> _Aim of the task_:
Please copy every one of the records below word for word, leaving out the pictures.

BEGIN Provided data

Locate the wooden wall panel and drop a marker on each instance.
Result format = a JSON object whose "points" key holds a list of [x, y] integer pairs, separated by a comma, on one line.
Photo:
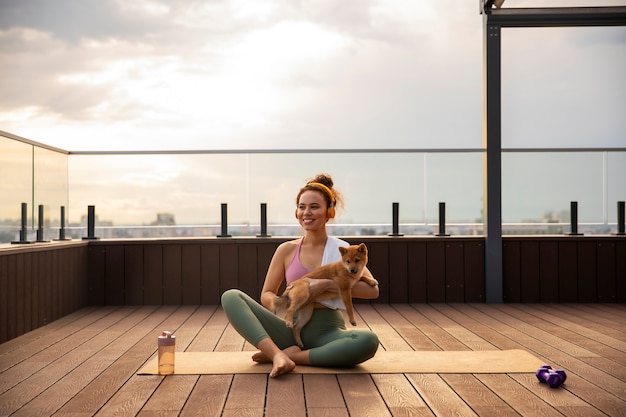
{"points": [[549, 271], [568, 271], [511, 271], [229, 264], [587, 272], [172, 274], [620, 271], [455, 272], [529, 277], [247, 269], [114, 275], [378, 254], [436, 271], [4, 298], [152, 274], [38, 285], [191, 275], [133, 275], [210, 274], [474, 272], [607, 283], [96, 274], [417, 274], [398, 272]]}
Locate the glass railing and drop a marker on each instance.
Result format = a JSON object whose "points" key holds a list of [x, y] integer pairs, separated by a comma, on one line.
{"points": [[180, 194]]}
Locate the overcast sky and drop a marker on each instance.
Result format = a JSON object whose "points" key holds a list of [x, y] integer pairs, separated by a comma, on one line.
{"points": [[197, 74]]}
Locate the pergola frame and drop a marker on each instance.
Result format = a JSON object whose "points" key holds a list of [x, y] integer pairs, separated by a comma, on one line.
{"points": [[494, 20]]}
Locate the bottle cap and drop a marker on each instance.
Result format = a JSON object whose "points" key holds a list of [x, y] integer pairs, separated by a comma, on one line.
{"points": [[167, 339]]}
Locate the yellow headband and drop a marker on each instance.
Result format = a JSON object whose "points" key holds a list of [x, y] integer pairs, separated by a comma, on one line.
{"points": [[326, 190]]}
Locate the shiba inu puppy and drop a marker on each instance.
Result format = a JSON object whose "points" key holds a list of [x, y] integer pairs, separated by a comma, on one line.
{"points": [[346, 273]]}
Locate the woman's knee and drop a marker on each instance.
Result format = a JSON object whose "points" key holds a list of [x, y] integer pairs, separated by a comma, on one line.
{"points": [[230, 296]]}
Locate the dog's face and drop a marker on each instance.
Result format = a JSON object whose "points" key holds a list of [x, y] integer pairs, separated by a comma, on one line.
{"points": [[354, 258]]}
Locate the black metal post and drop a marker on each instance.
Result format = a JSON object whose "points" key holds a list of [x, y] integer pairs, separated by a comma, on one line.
{"points": [[442, 220], [574, 219], [263, 221], [224, 221], [23, 230], [40, 225], [395, 225], [91, 223], [620, 218]]}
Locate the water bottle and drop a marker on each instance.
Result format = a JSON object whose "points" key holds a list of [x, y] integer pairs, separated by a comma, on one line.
{"points": [[167, 350]]}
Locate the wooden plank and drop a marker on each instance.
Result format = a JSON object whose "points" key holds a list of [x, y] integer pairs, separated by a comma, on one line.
{"points": [[208, 396], [171, 394], [400, 396], [285, 396], [481, 399], [441, 399], [455, 276], [361, 396], [511, 271], [246, 396], [191, 275], [323, 394]]}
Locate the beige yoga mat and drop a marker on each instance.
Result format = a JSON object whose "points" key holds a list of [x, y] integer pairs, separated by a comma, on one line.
{"points": [[452, 362]]}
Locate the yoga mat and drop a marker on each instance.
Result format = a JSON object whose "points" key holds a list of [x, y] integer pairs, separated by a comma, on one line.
{"points": [[384, 362]]}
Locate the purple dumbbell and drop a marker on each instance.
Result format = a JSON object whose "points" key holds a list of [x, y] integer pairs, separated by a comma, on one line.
{"points": [[552, 377]]}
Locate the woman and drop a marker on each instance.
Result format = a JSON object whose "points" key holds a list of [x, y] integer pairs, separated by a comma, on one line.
{"points": [[327, 342]]}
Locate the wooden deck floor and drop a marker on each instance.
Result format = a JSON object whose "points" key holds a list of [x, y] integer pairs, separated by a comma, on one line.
{"points": [[85, 364]]}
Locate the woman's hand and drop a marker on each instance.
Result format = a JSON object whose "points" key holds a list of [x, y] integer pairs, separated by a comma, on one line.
{"points": [[319, 286]]}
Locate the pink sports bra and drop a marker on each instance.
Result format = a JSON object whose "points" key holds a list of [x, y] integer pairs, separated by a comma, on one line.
{"points": [[295, 270]]}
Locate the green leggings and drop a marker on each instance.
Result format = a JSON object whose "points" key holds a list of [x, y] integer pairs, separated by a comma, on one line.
{"points": [[325, 335]]}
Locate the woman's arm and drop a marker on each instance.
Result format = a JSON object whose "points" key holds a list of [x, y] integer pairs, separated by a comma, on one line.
{"points": [[275, 275]]}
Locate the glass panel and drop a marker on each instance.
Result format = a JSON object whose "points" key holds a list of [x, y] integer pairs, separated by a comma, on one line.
{"points": [[563, 87], [456, 179], [538, 187], [616, 178], [50, 188], [15, 187]]}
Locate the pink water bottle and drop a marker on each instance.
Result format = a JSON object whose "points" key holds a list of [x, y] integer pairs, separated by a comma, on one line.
{"points": [[167, 350]]}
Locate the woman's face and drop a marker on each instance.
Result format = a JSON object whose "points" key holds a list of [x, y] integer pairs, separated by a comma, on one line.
{"points": [[312, 210]]}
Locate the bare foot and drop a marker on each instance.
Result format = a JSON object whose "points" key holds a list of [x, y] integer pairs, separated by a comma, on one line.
{"points": [[282, 361], [282, 365], [260, 357]]}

END Provided data

> _Final answer_:
Locate the wooden wall panel and drop a marker on each instance.
Result format = a JSON object whose "points" key holds a list of [x, y] integer pairs, separated by a comma, on one line.
Photo:
{"points": [[549, 271], [568, 271], [511, 271], [229, 264], [587, 272], [172, 274], [620, 271], [455, 272], [529, 277], [247, 269], [114, 275], [378, 254], [436, 271], [4, 298], [152, 274], [38, 285], [191, 275], [133, 275], [210, 274], [474, 272], [607, 283], [96, 274], [417, 274], [398, 272]]}
Locate the glass railing and drop a marker on each instance.
Result format = a JSON object whose "points" key holds a list of [x, y] integer pairs, separated by a comma, on one line.
{"points": [[180, 194]]}
Locate the overcast sky and drop a marker on each instance.
Result format = a JSON object whose "points" key holds a list of [x, y] integer pairs, separated by a comma, on one line.
{"points": [[197, 74]]}
Locate the pergola frame and drop a marker on each instance.
Result format = a JSON object whose "points" key holds a list of [x, y] integer pairs, separated by a comma, on one line.
{"points": [[494, 20]]}
Locate the bottle cap and drop a marker on each instance.
Result format = a JSON object whose "points" key holds a list of [x, y] integer pairs, separated by a comma, on one line.
{"points": [[167, 339]]}
Locate the yellow headband and drop a marker on each instance.
Result format = a JSON object whose "points" key holds a list of [x, y] integer pairs, separated by a comma, on one line.
{"points": [[326, 190]]}
Locate the shiba inu puppy and drop a marker on each instance.
Result format = a JSON object whose "points" key holds a list of [x, y] integer pairs, separated by a comma, on one line.
{"points": [[346, 273]]}
Locate the woman's knee and drop a marker on each instance.
Result format = a JSON object whose "points" key holds a list of [x, y] integer pairs, separated by a comma, on one line.
{"points": [[230, 296]]}
Locate the dog's face and drop a marker on each instance.
Result format = a JSON object whose "points" key holds a list of [x, y] integer pairs, separated by a comma, on one line.
{"points": [[354, 258]]}
Locate the black metal post and drop a marker on each instance.
Result format = a JSON object whose "points" key holds a list of [x, y] integer pairs, separated by a comma, on one line.
{"points": [[442, 220], [574, 219], [263, 221], [224, 221], [23, 230], [40, 225], [395, 225], [91, 223], [620, 218]]}
Locate the water bottle and drop a marker on each instance.
Result format = a JSON object whose "points" key holds a list of [x, y] integer pairs, separated by a comma, on one line.
{"points": [[167, 350]]}
Locate the wooden plank and drop a marker on each instance.
Result format = a JSON object whose "points" key holds a list of [x, y] integer pairs, separated by a comma, on one line.
{"points": [[208, 396], [171, 394], [400, 396], [285, 396], [481, 399], [441, 399], [455, 276], [361, 396], [511, 271], [246, 396], [191, 275], [323, 394]]}
Locate the beige yoga mat and drop a marker on each instance.
Result format = a JSON object whose "points" key holds a list of [x, y] integer pairs, separated by a comma, on one line.
{"points": [[452, 362]]}
Locate the yoga mat and drop a marker on each instance.
Result format = a JSON object whose "points" key holds a list of [x, y] integer pairs, separated by a comma, on one line.
{"points": [[384, 362]]}
Locate the purple dumbbell and drop a marker on each instance.
Result format = a JSON object whose "points" key holds a list of [x, y] integer pairs, separated by a comma, on one line.
{"points": [[552, 377]]}
Locate the woman and drop a marker on each instance.
Result format = a JSON object whose "points" key holds a list of [x, y] integer pairs, separated by a comma, on one line.
{"points": [[327, 342]]}
Locate the wooden deck floor and drop a marker on each instance.
Result format = a JSON object whose "points" key holds a list of [x, y] integer pairs, separated by a comma, on one line.
{"points": [[85, 364]]}
Locate the woman's hand and drop a marker on each instance.
Result format = a JSON object whose "points" key holds a list of [x, y] integer pairs, separated by a comma, on one line.
{"points": [[319, 286]]}
Locate the pink sports bra and drop a marker on each instance.
Result format = a JSON object whose "points" key holds a list of [x, y] integer pairs, separated by a comma, on one line.
{"points": [[295, 270]]}
Locate the green leggings and drop a marker on each instance.
Result format = a JSON object whose "points" key holds a list of [x, y] integer pairs, separated by a comma, on one line.
{"points": [[325, 335]]}
Locate the woman's arm and drop a marker on each instance.
Result format = a JSON object whose "points" key holds a list of [x, y] integer pairs, separated by a comma, on one line.
{"points": [[275, 275]]}
Locate the glass panel and drop a marker on each instance.
Result format = a JSON object whose "points" key holds a list of [x, y] integer pairs, separated by a comma, on one line.
{"points": [[563, 87], [456, 179], [538, 187], [616, 178], [50, 188], [15, 187]]}
Locate the pink water bottle and drop a marker on each instance.
Result format = a JSON object whose "points" key holds a list of [x, y] integer pairs, separated by a comma, on one line.
{"points": [[167, 350]]}
Locate the woman's face and drop a marker on each instance.
Result format = a JSON object whose "points" key holds a list of [x, y] integer pairs, separated by a comma, on one line.
{"points": [[312, 210]]}
Locate the bare foot and drop a marker on each instance.
Result format = a JSON object whose "points" key holds a list of [x, y] integer pairs, separated by a comma, on one line.
{"points": [[282, 361], [282, 365], [260, 357]]}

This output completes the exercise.